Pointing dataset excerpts
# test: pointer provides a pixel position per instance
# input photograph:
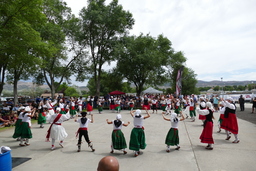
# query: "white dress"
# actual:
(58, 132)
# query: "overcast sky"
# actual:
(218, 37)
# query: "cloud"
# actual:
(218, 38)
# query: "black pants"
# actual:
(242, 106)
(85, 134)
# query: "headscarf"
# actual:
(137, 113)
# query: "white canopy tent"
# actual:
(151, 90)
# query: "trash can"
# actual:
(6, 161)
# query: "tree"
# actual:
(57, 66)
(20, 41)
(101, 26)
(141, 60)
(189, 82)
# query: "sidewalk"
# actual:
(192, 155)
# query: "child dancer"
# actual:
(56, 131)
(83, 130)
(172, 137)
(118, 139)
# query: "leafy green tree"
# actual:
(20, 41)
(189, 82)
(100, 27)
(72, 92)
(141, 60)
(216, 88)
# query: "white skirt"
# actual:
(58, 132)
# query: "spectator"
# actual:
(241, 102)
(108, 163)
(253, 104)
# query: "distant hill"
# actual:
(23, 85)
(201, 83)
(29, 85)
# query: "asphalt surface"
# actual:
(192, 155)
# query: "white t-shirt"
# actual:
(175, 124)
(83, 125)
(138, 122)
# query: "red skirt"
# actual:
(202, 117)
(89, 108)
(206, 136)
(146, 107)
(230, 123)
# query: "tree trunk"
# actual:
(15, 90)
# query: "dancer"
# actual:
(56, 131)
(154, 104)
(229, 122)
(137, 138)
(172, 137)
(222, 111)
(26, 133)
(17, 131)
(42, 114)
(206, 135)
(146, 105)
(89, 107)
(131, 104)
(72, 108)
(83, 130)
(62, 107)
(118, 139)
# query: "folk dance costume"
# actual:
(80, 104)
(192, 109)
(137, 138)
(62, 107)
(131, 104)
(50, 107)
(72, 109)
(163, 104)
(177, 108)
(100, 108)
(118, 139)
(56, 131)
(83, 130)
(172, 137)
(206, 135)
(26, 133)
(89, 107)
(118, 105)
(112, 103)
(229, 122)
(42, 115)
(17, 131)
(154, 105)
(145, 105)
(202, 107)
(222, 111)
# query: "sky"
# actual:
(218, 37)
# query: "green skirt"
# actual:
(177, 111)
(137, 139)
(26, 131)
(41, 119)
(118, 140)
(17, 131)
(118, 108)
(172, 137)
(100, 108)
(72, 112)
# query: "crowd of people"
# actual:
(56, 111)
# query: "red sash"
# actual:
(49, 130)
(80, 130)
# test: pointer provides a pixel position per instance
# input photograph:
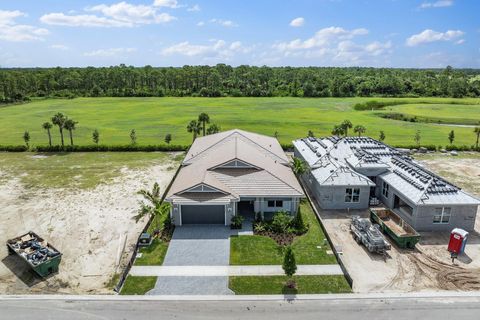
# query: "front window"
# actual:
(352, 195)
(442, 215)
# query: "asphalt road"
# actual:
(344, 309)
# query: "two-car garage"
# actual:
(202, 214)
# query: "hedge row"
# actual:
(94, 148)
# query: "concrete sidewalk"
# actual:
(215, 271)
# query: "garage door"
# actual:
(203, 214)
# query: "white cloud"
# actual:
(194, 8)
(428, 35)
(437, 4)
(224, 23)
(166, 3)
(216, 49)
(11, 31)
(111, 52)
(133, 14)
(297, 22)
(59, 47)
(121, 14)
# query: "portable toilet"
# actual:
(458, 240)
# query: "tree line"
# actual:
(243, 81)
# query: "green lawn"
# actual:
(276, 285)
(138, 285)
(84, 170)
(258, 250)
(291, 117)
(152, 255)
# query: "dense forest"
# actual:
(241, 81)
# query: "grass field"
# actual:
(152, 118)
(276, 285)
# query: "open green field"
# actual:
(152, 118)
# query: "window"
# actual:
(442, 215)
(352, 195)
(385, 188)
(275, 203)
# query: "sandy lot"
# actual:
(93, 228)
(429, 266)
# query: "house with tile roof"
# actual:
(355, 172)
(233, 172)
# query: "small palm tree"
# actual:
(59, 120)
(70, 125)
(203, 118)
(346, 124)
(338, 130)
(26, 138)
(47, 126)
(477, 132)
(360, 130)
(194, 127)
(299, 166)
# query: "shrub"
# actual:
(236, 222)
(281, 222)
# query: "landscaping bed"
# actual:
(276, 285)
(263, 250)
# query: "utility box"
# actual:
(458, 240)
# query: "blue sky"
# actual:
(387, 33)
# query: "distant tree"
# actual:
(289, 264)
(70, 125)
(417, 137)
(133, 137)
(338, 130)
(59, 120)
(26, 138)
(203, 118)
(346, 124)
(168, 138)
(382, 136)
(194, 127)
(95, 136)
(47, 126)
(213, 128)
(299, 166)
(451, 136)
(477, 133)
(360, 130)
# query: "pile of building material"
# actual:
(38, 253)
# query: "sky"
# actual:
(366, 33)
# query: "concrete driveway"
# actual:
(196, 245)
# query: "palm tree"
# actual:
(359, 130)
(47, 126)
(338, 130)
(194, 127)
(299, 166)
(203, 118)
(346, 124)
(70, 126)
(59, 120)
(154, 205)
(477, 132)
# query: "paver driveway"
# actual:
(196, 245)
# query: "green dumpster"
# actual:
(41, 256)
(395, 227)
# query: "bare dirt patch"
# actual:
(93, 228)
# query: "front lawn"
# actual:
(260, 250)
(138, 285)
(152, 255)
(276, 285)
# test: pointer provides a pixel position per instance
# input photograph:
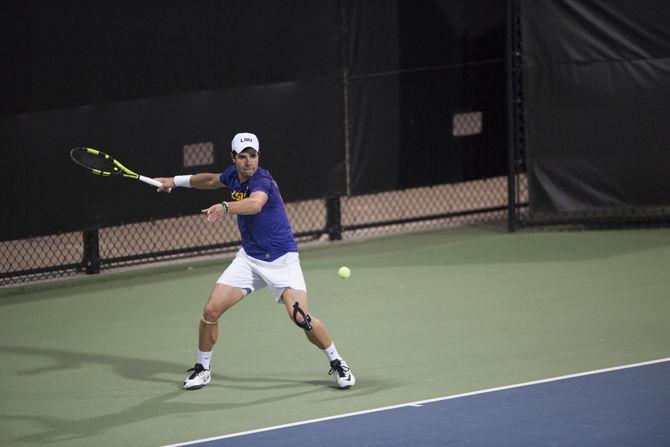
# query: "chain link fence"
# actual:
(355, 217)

### PROBLEM DESCRIPTION
Write out every entry again word for word, without any of the pictures.

### THE COMPLETED TASK
# test: pointer provides a pixel position per instance
# input photograph:
# query: "white dress"
# actual:
(58, 132)
# query: "overcast sky"
# actual:
(218, 37)
# query: "cloud"
# actual:
(218, 38)
# query: "black pants"
# actual:
(242, 106)
(85, 134)
# query: "headscarf"
# actual:
(137, 113)
# query: "white canopy tent"
# actual:
(151, 90)
# query: "trash can"
# actual:
(6, 161)
# query: "tree"
# actual:
(57, 66)
(20, 41)
(101, 26)
(141, 60)
(189, 82)
# query: "sidewalk"
# actual:
(192, 155)
# query: "child dancer"
# actual:
(56, 131)
(83, 130)
(172, 137)
(118, 139)
# query: "leafy green tree"
# actual:
(20, 41)
(189, 82)
(100, 27)
(72, 92)
(141, 60)
(216, 88)
# query: "white skirt"
# actual:
(58, 132)
# query: "spectator"
# actual:
(241, 102)
(108, 163)
(253, 104)
# query: "distant hill"
# actual:
(23, 85)
(201, 83)
(29, 85)
# query: "asphalt surface"
# actual:
(192, 155)
# query: "white t-shirt"
# actual:
(175, 124)
(83, 125)
(138, 122)
# query: "red skirt"
# actual:
(202, 117)
(89, 108)
(206, 136)
(146, 107)
(230, 123)
# query: "tree trunk"
# actual:
(15, 90)
# query: "dancer"
# actual:
(56, 131)
(154, 104)
(229, 122)
(137, 138)
(172, 137)
(222, 111)
(26, 133)
(17, 131)
(42, 114)
(206, 135)
(146, 105)
(89, 107)
(131, 104)
(72, 108)
(83, 130)
(62, 107)
(118, 139)
# query: "folk dance costume"
# actual:
(80, 104)
(192, 109)
(137, 138)
(62, 107)
(131, 104)
(50, 107)
(72, 109)
(163, 104)
(177, 108)
(100, 108)
(118, 139)
(56, 131)
(83, 130)
(172, 137)
(206, 135)
(26, 133)
(89, 107)
(118, 105)
(112, 103)
(229, 122)
(42, 115)
(17, 131)
(154, 105)
(145, 105)
(202, 107)
(222, 111)
# query: "sky"
# actual:
(218, 37)
# query: "green skirt"
# actual:
(177, 111)
(137, 139)
(26, 131)
(41, 119)
(118, 140)
(17, 131)
(118, 108)
(172, 137)
(100, 108)
(72, 112)
# query: "crowd of people"
# actual:
(56, 111)
# query: "red sash"
# actual:
(49, 130)
(80, 130)
# test: pointer provides a pixel position per instance
# input photograph:
# query: "front window"
# actual:
(352, 195)
(442, 215)
# query: "asphalt road"
# actual:
(344, 309)
# query: "two-car garage"
# actual:
(202, 214)
# query: "hedge row"
# actual:
(94, 148)
# query: "concrete sidewalk"
# actual:
(215, 271)
# query: "garage door"
# actual:
(203, 214)
# query: "white cloud"
# actual:
(194, 8)
(428, 35)
(437, 4)
(224, 23)
(166, 3)
(216, 49)
(11, 31)
(111, 52)
(133, 14)
(297, 22)
(59, 47)
(121, 14)
# query: "portable toilet"
# actual:
(458, 240)
# query: "tree line"
# actual:
(243, 81)
# query: "green lawn"
# actual:
(276, 285)
(138, 285)
(84, 170)
(258, 250)
(291, 117)
(152, 255)
# query: "dense forest"
# actual:
(241, 81)
# query: "grass field"
# actual:
(152, 118)
(276, 285)
# query: "open green field"
# actual:
(152, 118)
# query: "window"
# actual:
(442, 215)
(352, 195)
(385, 188)
(275, 203)
# query: "sandy lot"
# actual:
(93, 228)
(429, 266)
# query: "house with tile roof"
# actual:
(355, 172)
(233, 172)
# query: "small palm tree"
# actual:
(59, 120)
(70, 125)
(203, 118)
(346, 124)
(338, 130)
(26, 138)
(47, 126)
(477, 132)
(360, 130)
(194, 127)
(299, 166)
# query: "shrub"
# actual:
(236, 222)
(281, 222)
# query: "landscaping bed"
# actual:
(276, 285)
(263, 250)
# query: "utility box"
# actual:
(458, 240)
# query: "blue sky"
# actual:
(387, 33)
# query: "distant tree"
# actual:
(289, 264)
(70, 125)
(417, 137)
(133, 137)
(338, 130)
(59, 120)
(26, 138)
(203, 118)
(346, 124)
(168, 138)
(382, 136)
(194, 127)
(95, 136)
(47, 126)
(213, 128)
(299, 166)
(451, 136)
(477, 133)
(360, 130)
# query: "pile of building material"
# actual:
(38, 253)
# query: "sky"
# actual:
(366, 33)
# query: "concrete driveway"
# actual:
(196, 245)
# query: "palm tree"
# actual:
(359, 130)
(47, 126)
(338, 130)
(194, 127)
(299, 166)
(203, 118)
(346, 124)
(70, 126)
(59, 120)
(154, 205)
(477, 132)
# query: "paver driveway"
# actual:
(196, 245)
# query: "green dumpster"
# actual:
(41, 256)
(395, 227)
# query: "bare dirt patch"
# actual:
(93, 228)
# query: "front lawn"
# actual:
(260, 250)
(138, 285)
(152, 255)
(276, 285)
# test: pointer provides a pixel position per instance
# input photograph:
# query: "chain link fence"
# actual:
(355, 217)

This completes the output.